# What the exercise asks:
Find each line in the material below that contains the word "wall" and copy those lines out.

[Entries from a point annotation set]
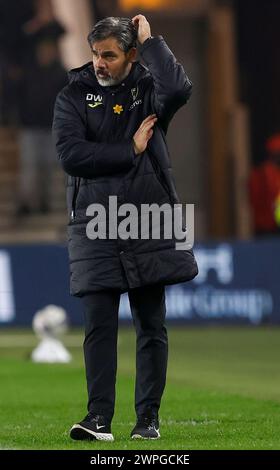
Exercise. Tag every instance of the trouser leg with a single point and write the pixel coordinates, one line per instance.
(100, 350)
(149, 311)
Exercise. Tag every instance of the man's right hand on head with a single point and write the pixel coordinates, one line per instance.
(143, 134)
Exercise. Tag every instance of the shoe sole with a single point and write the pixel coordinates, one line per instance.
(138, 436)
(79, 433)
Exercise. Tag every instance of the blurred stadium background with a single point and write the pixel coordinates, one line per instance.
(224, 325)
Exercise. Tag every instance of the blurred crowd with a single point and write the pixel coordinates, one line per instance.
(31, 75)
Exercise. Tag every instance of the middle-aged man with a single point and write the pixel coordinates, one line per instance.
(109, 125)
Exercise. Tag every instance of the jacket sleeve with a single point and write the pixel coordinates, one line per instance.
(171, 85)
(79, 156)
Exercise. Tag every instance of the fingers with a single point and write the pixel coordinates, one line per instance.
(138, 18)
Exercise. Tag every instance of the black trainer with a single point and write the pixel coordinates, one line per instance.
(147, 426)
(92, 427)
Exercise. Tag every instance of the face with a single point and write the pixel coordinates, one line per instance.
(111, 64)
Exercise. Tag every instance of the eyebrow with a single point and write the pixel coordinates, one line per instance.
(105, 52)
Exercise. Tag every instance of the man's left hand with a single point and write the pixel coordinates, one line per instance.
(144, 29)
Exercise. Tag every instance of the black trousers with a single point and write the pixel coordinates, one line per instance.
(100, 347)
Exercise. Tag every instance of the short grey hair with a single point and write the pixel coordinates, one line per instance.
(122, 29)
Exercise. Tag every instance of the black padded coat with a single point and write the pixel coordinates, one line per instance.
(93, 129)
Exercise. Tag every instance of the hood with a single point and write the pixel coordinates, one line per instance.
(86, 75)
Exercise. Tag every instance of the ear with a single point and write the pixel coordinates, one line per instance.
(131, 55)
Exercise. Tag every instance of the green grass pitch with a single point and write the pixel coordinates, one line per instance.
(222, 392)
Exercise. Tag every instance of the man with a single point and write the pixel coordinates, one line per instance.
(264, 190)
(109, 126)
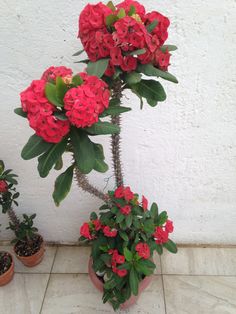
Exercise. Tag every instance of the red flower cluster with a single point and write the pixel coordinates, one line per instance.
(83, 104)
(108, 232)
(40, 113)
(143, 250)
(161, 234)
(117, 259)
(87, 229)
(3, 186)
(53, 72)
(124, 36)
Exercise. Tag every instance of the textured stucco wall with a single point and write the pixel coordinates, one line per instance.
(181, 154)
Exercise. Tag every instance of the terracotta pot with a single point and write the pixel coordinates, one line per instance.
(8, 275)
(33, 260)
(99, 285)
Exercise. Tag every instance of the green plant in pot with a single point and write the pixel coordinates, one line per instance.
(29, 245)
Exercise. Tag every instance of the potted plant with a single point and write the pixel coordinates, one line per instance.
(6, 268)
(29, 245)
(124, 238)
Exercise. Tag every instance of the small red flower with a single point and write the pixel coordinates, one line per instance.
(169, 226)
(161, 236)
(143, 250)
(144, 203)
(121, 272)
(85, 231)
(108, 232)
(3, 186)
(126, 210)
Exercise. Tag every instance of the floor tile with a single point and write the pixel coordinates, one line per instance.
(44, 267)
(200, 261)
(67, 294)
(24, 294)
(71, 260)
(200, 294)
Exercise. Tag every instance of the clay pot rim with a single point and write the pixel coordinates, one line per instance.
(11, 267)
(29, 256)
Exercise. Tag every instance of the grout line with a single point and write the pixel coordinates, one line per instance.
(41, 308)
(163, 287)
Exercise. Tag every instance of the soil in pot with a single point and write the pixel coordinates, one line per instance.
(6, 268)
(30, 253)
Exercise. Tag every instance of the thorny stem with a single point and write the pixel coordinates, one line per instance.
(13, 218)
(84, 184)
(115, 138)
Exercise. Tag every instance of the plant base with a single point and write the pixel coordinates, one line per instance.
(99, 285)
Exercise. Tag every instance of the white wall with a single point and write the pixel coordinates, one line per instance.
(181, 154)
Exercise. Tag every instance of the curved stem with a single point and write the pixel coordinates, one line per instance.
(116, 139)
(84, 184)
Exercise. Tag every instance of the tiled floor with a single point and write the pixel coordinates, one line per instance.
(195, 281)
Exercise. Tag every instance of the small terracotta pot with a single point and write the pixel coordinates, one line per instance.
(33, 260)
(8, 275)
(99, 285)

---

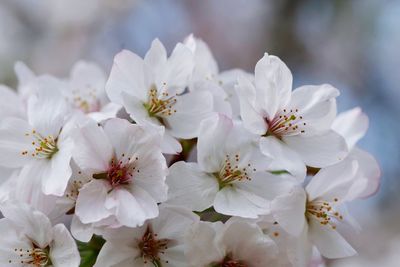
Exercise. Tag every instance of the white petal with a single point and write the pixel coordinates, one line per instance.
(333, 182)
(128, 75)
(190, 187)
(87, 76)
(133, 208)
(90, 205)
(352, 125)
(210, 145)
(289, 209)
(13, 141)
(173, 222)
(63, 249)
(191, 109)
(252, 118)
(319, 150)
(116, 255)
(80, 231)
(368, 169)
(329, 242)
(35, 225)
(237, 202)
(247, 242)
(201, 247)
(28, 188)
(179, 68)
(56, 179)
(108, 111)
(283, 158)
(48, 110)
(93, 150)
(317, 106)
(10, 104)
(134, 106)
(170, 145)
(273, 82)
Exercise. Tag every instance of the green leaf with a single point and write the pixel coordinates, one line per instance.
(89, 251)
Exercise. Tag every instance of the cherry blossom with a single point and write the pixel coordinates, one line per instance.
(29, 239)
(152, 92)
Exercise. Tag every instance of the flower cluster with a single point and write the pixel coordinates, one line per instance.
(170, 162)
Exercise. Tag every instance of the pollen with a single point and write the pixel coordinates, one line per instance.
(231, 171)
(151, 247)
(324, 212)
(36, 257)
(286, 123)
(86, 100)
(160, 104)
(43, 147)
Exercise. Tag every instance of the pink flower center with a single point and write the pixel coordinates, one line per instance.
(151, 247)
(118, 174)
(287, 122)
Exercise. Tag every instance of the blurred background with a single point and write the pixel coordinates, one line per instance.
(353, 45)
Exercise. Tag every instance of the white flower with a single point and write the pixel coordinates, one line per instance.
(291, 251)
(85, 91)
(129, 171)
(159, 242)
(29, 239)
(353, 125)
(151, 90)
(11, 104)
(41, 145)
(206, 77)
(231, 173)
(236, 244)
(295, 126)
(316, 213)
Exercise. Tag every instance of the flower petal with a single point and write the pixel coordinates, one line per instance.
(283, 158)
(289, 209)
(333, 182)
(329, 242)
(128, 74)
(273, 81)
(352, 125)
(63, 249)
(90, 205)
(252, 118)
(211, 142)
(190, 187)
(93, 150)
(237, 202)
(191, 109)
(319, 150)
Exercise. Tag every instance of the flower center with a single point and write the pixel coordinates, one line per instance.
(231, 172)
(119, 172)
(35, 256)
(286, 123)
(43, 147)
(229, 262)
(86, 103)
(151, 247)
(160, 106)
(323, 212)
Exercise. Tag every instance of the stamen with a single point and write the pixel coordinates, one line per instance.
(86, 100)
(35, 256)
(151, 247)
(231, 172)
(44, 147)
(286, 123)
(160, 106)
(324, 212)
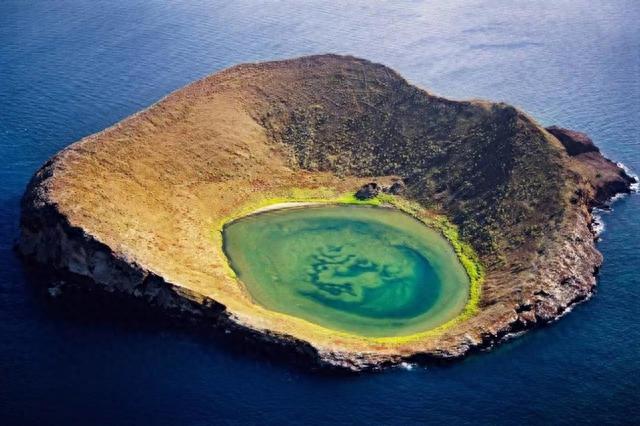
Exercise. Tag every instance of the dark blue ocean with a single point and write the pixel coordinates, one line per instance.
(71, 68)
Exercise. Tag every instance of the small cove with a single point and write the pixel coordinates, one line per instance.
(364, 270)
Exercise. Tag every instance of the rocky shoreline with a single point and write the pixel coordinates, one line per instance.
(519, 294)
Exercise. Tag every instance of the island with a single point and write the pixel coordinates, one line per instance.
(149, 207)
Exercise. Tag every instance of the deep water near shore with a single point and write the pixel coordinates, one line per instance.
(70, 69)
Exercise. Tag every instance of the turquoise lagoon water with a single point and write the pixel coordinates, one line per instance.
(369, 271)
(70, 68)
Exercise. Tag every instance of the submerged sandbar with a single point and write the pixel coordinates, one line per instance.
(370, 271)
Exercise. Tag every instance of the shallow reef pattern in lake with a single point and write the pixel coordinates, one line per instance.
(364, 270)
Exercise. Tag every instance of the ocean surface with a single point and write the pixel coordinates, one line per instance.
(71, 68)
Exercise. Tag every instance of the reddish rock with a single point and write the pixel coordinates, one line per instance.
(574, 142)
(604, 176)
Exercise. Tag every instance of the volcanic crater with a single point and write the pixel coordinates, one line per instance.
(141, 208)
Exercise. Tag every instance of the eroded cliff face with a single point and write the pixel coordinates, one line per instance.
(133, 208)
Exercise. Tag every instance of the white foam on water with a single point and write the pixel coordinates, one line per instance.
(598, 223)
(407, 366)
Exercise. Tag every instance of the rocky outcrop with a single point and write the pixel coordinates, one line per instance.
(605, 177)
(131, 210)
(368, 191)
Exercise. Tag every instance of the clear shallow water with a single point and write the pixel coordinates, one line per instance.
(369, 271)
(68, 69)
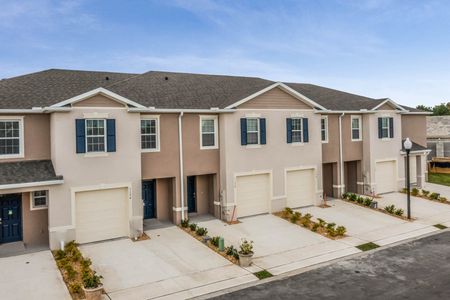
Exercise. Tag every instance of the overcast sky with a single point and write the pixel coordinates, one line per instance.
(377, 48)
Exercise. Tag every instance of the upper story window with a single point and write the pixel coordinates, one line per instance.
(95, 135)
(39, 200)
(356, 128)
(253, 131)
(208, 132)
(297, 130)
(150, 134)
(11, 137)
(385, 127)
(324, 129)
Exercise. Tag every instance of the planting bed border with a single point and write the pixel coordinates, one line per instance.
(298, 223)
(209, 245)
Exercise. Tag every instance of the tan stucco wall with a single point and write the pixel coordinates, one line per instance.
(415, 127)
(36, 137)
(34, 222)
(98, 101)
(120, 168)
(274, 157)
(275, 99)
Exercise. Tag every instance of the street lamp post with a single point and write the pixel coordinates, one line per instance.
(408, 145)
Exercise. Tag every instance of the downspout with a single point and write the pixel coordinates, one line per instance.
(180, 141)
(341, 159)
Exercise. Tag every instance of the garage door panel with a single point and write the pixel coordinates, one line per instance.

# Written response:
Exercise. Tag every instance of the textured stucco wall with a single point and write the pixel coordinates, one line per instance.
Exercise. Tag every instance of the white wall with a single point and write the pixel coordinates, one line per instance.
Exercise. Tag every instance of the tan stucco wall with a single point and write the pixel coordinates, one line per instance.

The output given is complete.